Stored records

——

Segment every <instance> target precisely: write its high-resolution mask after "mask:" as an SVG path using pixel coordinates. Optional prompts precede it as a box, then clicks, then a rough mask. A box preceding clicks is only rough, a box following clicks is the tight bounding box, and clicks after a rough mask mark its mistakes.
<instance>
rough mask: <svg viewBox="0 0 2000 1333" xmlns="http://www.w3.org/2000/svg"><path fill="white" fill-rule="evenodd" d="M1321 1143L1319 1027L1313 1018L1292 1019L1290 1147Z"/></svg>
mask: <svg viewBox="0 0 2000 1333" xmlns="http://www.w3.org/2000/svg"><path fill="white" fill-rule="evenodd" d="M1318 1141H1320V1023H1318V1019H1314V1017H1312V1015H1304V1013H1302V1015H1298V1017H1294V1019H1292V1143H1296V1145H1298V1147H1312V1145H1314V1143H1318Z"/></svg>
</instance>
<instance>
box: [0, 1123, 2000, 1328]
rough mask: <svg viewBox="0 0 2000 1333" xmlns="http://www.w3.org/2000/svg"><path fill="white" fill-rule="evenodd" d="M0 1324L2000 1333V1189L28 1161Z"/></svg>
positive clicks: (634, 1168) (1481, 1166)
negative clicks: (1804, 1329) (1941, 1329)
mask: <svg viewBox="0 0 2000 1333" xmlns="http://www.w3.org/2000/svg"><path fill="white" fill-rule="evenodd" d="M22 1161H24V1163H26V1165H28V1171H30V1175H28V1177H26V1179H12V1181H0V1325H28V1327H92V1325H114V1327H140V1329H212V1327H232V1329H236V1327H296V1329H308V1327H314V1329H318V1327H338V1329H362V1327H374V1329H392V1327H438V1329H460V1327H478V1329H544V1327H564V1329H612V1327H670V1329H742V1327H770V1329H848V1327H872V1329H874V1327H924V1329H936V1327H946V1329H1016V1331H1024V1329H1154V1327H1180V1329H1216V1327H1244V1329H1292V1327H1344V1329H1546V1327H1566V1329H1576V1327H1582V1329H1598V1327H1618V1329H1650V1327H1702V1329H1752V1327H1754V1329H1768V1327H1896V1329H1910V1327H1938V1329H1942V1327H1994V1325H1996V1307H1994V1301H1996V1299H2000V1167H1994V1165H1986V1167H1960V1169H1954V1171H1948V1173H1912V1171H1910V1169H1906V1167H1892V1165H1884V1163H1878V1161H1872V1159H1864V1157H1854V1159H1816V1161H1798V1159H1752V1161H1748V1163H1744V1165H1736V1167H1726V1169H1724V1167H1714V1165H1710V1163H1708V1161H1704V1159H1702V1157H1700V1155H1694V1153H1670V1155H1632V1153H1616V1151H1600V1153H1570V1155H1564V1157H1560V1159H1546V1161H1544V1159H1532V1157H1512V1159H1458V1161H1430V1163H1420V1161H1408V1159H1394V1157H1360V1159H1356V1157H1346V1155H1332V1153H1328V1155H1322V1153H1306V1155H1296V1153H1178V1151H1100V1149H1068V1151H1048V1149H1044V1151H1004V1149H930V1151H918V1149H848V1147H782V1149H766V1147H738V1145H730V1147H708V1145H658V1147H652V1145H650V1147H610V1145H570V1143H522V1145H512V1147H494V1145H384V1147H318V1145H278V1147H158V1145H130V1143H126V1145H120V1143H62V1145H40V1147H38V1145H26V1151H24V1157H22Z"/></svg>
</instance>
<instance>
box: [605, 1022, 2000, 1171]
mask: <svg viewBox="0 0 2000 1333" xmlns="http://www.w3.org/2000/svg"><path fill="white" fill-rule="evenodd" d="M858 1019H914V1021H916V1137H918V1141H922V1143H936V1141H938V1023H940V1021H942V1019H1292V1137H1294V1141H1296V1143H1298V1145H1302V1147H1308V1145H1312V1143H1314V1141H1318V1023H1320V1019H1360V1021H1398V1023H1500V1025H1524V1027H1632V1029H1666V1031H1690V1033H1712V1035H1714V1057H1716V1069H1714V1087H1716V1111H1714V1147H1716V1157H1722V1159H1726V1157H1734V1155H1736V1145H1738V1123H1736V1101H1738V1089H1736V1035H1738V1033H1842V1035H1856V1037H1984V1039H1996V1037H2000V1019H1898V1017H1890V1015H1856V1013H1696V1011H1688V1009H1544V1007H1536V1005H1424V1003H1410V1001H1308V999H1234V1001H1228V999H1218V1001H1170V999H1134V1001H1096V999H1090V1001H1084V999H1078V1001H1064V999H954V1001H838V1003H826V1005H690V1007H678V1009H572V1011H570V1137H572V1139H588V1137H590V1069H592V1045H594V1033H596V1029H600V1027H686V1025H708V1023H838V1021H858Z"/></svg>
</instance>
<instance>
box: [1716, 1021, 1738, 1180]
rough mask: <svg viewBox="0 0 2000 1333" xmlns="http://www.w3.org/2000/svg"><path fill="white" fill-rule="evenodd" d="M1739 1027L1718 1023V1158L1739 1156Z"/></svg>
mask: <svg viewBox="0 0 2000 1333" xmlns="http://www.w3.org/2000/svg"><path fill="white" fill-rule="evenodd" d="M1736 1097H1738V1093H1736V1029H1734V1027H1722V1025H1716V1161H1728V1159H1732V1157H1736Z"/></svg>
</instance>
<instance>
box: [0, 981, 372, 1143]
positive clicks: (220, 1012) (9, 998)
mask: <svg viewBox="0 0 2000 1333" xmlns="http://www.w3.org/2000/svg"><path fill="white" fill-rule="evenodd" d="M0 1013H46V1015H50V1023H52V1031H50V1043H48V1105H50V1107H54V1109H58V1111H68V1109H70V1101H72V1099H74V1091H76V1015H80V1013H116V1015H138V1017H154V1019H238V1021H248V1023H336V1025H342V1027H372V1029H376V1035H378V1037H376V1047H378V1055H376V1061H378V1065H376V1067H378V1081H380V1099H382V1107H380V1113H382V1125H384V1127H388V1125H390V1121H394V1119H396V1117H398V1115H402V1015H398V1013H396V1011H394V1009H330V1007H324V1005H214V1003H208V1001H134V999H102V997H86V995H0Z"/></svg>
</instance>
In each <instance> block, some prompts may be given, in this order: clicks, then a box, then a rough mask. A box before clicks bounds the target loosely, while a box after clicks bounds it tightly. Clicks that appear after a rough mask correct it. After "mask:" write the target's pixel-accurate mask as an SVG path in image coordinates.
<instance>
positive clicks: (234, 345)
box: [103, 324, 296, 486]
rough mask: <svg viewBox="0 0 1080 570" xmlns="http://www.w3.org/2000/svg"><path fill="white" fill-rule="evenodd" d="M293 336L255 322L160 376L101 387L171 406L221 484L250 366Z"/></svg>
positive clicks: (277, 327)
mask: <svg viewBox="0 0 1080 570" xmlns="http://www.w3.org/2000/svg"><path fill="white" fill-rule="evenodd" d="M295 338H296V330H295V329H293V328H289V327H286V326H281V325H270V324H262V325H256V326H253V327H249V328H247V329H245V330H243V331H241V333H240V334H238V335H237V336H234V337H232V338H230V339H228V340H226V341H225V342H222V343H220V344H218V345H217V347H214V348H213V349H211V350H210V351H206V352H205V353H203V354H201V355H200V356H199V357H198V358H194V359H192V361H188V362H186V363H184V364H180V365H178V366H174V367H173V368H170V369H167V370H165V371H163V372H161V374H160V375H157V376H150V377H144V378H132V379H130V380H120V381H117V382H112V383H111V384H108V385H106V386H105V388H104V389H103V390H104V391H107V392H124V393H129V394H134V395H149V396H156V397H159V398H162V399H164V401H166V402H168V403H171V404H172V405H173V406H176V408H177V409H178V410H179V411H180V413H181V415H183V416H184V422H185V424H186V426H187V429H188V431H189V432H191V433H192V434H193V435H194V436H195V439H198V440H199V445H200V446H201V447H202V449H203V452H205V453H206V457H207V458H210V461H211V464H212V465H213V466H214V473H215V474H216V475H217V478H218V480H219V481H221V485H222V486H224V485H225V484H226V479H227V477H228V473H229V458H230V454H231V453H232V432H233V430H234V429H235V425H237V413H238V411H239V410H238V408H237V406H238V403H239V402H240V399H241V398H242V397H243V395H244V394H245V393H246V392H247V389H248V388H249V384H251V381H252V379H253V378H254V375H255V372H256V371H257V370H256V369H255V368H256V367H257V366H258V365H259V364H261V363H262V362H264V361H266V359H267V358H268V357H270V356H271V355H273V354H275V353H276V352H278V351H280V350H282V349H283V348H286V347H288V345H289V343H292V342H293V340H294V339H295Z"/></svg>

——

Count the lines of the material above that contain the string "positive", treating uppercase and lowercase as different. Reply with the number alone.

4